Dataset rows

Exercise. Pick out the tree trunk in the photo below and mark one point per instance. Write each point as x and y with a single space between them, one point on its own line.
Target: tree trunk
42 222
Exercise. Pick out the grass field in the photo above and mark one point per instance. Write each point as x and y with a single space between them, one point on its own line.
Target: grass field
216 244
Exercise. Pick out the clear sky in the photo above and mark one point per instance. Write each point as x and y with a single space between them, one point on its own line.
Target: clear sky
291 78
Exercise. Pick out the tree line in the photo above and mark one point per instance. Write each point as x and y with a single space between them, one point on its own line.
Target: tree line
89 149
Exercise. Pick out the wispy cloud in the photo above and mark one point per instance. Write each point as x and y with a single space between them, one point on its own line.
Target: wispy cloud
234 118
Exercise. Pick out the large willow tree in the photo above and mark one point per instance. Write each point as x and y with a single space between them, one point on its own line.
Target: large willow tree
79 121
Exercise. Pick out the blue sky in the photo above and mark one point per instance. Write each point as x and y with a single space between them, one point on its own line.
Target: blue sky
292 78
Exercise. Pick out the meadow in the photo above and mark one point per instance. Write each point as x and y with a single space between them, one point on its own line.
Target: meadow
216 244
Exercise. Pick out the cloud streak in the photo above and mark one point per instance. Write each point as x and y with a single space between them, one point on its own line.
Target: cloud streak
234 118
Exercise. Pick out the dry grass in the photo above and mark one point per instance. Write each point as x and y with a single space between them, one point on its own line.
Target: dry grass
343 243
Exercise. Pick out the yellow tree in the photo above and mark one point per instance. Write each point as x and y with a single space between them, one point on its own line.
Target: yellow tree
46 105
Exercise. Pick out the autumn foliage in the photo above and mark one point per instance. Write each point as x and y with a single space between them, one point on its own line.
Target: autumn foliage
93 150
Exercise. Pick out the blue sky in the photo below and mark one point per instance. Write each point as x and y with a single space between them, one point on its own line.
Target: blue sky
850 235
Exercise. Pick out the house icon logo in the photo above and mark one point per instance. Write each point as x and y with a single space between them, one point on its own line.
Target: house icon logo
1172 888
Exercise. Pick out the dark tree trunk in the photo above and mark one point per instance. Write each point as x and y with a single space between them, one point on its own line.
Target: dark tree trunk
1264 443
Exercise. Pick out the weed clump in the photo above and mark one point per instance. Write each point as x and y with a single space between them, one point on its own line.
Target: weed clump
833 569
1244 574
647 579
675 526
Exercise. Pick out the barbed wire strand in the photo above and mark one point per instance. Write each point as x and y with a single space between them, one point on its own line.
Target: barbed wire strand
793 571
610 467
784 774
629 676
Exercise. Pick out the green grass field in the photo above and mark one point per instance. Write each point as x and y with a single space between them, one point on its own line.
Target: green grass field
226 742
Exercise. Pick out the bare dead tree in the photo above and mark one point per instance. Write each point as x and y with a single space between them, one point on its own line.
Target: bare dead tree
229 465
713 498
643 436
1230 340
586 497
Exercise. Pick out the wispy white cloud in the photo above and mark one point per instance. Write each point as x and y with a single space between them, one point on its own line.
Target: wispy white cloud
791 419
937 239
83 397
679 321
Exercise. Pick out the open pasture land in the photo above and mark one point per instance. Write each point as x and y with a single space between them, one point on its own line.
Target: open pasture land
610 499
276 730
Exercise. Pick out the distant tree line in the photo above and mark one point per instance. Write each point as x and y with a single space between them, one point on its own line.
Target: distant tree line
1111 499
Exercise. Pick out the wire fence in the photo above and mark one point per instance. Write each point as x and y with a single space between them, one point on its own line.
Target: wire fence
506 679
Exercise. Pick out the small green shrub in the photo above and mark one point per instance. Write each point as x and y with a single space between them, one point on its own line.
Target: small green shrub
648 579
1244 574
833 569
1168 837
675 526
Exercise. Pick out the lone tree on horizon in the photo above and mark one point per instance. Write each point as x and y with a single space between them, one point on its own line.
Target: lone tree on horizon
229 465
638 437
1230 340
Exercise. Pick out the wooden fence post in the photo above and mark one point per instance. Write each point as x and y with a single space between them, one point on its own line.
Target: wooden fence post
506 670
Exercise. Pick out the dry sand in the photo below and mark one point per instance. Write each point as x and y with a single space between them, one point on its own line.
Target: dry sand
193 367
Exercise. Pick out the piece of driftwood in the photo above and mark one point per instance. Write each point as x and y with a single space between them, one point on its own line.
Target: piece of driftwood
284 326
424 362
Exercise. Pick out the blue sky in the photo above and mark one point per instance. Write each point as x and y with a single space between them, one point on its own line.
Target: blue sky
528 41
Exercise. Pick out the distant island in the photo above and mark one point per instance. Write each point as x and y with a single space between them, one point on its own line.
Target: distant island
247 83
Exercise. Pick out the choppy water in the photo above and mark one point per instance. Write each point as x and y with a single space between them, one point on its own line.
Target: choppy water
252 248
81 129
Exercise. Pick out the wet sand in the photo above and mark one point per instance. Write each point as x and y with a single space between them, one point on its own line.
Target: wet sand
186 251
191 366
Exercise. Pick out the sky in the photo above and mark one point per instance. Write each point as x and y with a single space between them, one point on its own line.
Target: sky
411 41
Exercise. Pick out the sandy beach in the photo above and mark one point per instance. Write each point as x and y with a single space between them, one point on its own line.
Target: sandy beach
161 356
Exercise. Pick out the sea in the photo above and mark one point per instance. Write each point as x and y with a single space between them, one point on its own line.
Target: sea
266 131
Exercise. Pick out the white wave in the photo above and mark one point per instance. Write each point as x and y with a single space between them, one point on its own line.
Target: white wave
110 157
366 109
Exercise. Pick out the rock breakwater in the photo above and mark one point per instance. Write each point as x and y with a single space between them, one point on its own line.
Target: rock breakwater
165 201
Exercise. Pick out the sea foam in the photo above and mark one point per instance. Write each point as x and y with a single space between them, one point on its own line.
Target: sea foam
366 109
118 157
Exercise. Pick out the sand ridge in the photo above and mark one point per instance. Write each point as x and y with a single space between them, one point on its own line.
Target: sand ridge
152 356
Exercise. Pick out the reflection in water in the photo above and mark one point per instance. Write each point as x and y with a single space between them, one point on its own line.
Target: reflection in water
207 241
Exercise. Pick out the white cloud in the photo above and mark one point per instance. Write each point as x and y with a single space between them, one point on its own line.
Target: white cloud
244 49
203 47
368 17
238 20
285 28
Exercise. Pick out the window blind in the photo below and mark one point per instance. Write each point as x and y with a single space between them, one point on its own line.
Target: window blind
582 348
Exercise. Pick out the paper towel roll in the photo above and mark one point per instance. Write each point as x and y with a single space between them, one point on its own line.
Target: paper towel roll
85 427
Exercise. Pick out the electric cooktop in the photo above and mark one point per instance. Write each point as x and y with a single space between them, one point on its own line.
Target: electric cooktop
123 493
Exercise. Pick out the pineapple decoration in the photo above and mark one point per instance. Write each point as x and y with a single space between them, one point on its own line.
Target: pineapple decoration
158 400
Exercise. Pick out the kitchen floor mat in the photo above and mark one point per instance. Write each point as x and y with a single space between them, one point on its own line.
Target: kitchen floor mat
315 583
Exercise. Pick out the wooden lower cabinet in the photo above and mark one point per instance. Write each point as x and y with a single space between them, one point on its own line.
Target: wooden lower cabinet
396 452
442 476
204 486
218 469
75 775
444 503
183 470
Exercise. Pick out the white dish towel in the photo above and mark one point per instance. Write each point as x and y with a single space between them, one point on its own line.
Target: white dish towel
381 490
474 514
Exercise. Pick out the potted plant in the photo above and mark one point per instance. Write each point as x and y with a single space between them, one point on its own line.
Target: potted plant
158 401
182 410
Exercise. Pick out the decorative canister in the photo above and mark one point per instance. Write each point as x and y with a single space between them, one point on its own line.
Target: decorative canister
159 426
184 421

=== Your instructions ===
Can you lay out every line of the records above as a JSON list of strings, with one string per line and any blank lines left out?

=== Answer for the task ===
[
  "Exercise. Pick out the tree trunk in the photo below and mark one point per instance. Write each point as x and y with a single space between them, one point on its own line.",
  "Target: tree trunk",
  "42 222",
  "Exercise. Pick out the grass field in the photo above and mark one point per instance. Write each point as x and y with a single space between them, one point on its own line.",
  "Target: grass field",
  "216 244",
  "Exercise. Pick out the clear sky in the photo above and mark one point per instance. Write each point as x and y with a single space between them, one point on its own line.",
  "Target: clear sky",
  "291 78",
  "Exercise. Pick out the tree line in the photo above and mark one point per instance. Write each point as x and y with a single space between them, one point on its own line.",
  "Target: tree line",
  "89 149",
  "Exercise. Pick out the wispy cloud in the photo above and mark one point per instance. Write each point as x and y with a single space between them, one point on its own line.",
  "Target: wispy cloud",
  "234 118",
  "Exercise. Pick out the large willow tree in the photo above and mark one point per instance. Write each point as x and y with a single space between them, one point on its own line.",
  "Target: large willow tree",
  "79 121",
  "Exercise. Pick out the blue sky in the photo above and mark one point per instance. Write each point as x and y with a single space between them, one point on its own line.",
  "Target: blue sky",
  "292 78",
  "Exercise. Pick out the meadow in the photo above and mark one point per instance. Write each point as x and y with a single space between them, one point on its own line.",
  "Target: meadow",
  "216 244",
  "Exercise. Pick out the cloud streak in the photo above and mark one point per instance. Write each point as x and y with a single space between them, one point on its own line.",
  "Target: cloud streak",
  "234 118",
  "Exercise. Pick out the dry grass in the photo above and mark one point per instance. Write each point as x and y with a single space between them, one point on its own line.",
  "Target: dry grass",
  "343 243",
  "Exercise. Pick out the yellow tree in the photo above and mark one point per instance. Write each point as x and y with a single space between them, one point on its own line.",
  "Target: yellow tree",
  "46 105",
  "Exercise. Pick out the autumn foliage in the photo above and mark one point per instance. Write each point as x and y with a single space between them, one point on its own line.",
  "Target: autumn foliage",
  "93 150",
  "Exercise. Pick out the blue sky in the photo below and mark one point per instance. Write each point as x and y with a single space between them, one point on its own line.",
  "Target: blue sky",
  "850 235",
  "Exercise. Pick out the house icon logo in the photo above and mark one point per instance. Write each point as x and y with a single space between them, one point on its own line.",
  "Target: house icon logo",
  "1172 888",
  "Exercise. Pick out the dark tree trunk in the photo above and mark one point per instance. Write each point as x and y with a single space between them, one point on its own line.",
  "Target: dark tree trunk",
  "1264 443",
  "Exercise. Pick out the weed clump in the photo above and mark one point per instance. Write each point as x and y with a single space between them, one point on its own line.",
  "Target: weed clump",
  "833 569",
  "1244 574",
  "647 579",
  "675 526",
  "Exercise. Pick out the barbed wire strand in the photo above and mark one point per instance. Write each point as x and y with a single space between them, one point on its own line.",
  "Target: barbed wire strand",
  "793 571",
  "610 467",
  "784 774",
  "629 676",
  "Exercise. Pick out the green grass field in the photo above and mark one point per instance. Write each point as x and y with a single space between them, one point on its own line.",
  "Target: green grass field",
  "226 742",
  "Exercise. Pick out the bare dead tree in the photo above and mark one point per instance. Write each point as x and y with a single space between them, one point on its own line.",
  "Target: bare dead tree",
  "229 465",
  "713 498",
  "643 436",
  "1230 340",
  "586 497",
  "Exercise. Pick out the wispy white cloud in the photo above and mark one point per instance. Write each point as x and y with a single space between them, one point on its own line.",
  "Target: wispy white cloud",
  "791 419",
  "937 239",
  "83 397",
  "679 321",
  "Exercise. Pick out the open pasture land in the photo above and mark one point per instance. Write each point as x and y with a single space between them, one point on its own line.",
  "Target: open pasture land",
  "610 499",
  "276 730",
  "Exercise. Pick out the distant tree line in the photo above and mark one point per instance. Write each point as x and y with a single space between them, one point on its own line.",
  "Target: distant tree line",
  "1111 499",
  "Exercise. Pick out the wire fence in the photo above and mark one point per instance. Write each point as x and y with a single space between them, one point on its own line.",
  "Target: wire fence",
  "506 679",
  "Exercise. Pick out the small green shrub in the photo above and mark one point per instance. Write each point as x and y with a single space between them, one point on its own line.",
  "Target: small green shrub",
  "648 579",
  "1244 574",
  "833 569",
  "1168 837",
  "675 526",
  "Exercise. Pick out the lone tree on horizon in the photo above and mark one point per instance. Write each point as x and y with a single space between them, one point on its own line.",
  "Target: lone tree on horizon",
  "229 465",
  "638 437",
  "1230 340",
  "Exercise. Pick out the wooden fence post in the photo above and mark one point per instance. Write each point as x and y with a single space between them, one point on its own line.",
  "Target: wooden fence post",
  "506 670",
  "Exercise. Pick out the dry sand in the photo below and mark one point per instance. Write each point as x and y with a single space between them, one point on its own line.",
  "Target: dry sand",
  "193 367",
  "Exercise. Pick out the piece of driftwood in the photo above and mark one point per instance. Write each point as x and y with a single space between them, one point on its own line.",
  "Target: piece of driftwood",
  "284 326",
  "424 362",
  "Exercise. Pick out the blue sky in the photo above and mark one point per instance. Write each point as x and y with a single space between them, one point on its own line.",
  "Target: blue sky",
  "528 41",
  "Exercise. Pick out the distant island in the photo above and mark one point per instance. Write each point as x and y with a single space between them, one point on its own line.",
  "Target: distant island",
  "247 83",
  "Exercise. Pick out the choppy water in the photo above and mark one point per instance. Write each point as x and y with a single space between them, one point on its own line.",
  "Target: choppy water",
  "252 248",
  "81 129",
  "Exercise. Pick out the wet sand in the photo above and mark one point per instance. Write each point as x and y with a single space between them, one point on its own line.",
  "Target: wet sand",
  "186 251",
  "191 366",
  "Exercise. Pick out the sky in the photo above and mark one point per instance. Write each point as x and y with a single space between them, one point on its own line.",
  "Target: sky",
  "411 41",
  "Exercise. Pick out the sandy beach in the photo above and mark one point per instance. Write each point as x and y with a single space between them, one point on its own line.",
  "Target: sandy beach",
  "161 356",
  "Exercise. Pick out the sea in the photo above and mark one point per instance. Write each point as x and y with a single space between them, one point on its own line.",
  "Target: sea",
  "266 131",
  "Exercise. Pick out the white wave in the photo above and mark one point per instance. Write each point as x and y with a single space between them, one point on its own line.",
  "Target: white wave",
  "110 157",
  "366 109",
  "Exercise. Pick out the rock breakwater in the photo above and mark one point per instance. Write each point as x and y with a single space between them, one point on its own line.",
  "Target: rock breakwater",
  "165 201",
  "Exercise. Pick out the sea foam in the photo above and mark one point per instance. Write each point as x and y with a single space between them, one point on its own line.",
  "Target: sea foam",
  "366 109",
  "118 157",
  "Exercise. Pick out the sand ridge in the photo above and mark one point per instance. Write each point as x and y with a single space between them, one point on its own line.",
  "Target: sand ridge",
  "152 356",
  "Exercise. Pick out the reflection in water in the photo above and mark one point per instance. Write each point as x and y with a single space between them, one point on its own line.",
  "Target: reflection in water",
  "207 241",
  "Exercise. Pick out the white cloud in the photo above and mark one point per instance. Write each point as x and y with a single space between them, one point on its own line.",
  "Target: white cloud",
  "244 49",
  "203 47",
  "368 17",
  "238 20",
  "285 28",
  "Exercise. Pick out the window blind in the photo below and mark one point per instance. Write each point as x and y with a single space between them, one point on its own line.",
  "Target: window blind",
  "582 348",
  "Exercise. Pick out the paper towel roll in the photo above and mark one point per instance. Write each point as x and y with a single space between them, one point on its own line.",
  "Target: paper towel roll",
  "85 427",
  "Exercise. Pick out the electric cooktop in the photo above and mark one point per instance. Write each point as x and y with a single space between them, one point on its own line.",
  "Target: electric cooktop",
  "123 493",
  "Exercise. Pick out the pineapple decoration in the photo above and mark one point per instance. Write each point as x and y with a single space between them, one point on its own line.",
  "Target: pineapple decoration",
  "158 400",
  "Exercise. Pick out the kitchen floor mat in the photo above and mark one point per instance. Write each point as x and y with a single space between them, one point on its own line.",
  "Target: kitchen floor mat",
  "315 583",
  "Exercise. Pick out the wooden lower cabinet in the photo above and mark one point per instance. Write each point as x and y with a single space between them, one point on its own line.",
  "Target: wooden lower cabinet",
  "396 452",
  "442 476",
  "204 486",
  "218 469",
  "75 775",
  "444 503",
  "183 470",
  "Exercise. Pick out the white dish towel in the photo above and mark one point per instance. Write each point as x and y with a single space between them, one point on its own line.",
  "Target: white dish towel",
  "381 490",
  "474 514",
  "Exercise. Pick out the potted plant in the photo above and mark one point per instance. Write each point as x and y with a single space between them, one point on its own line.",
  "Target: potted plant",
  "158 401",
  "182 410",
  "Exercise. Pick out the decorative canister in the photo above and mark one point per instance. Write each point as x and y with a single space between them, one point on its own line.",
  "Target: decorative canister",
  "159 426",
  "184 421"
]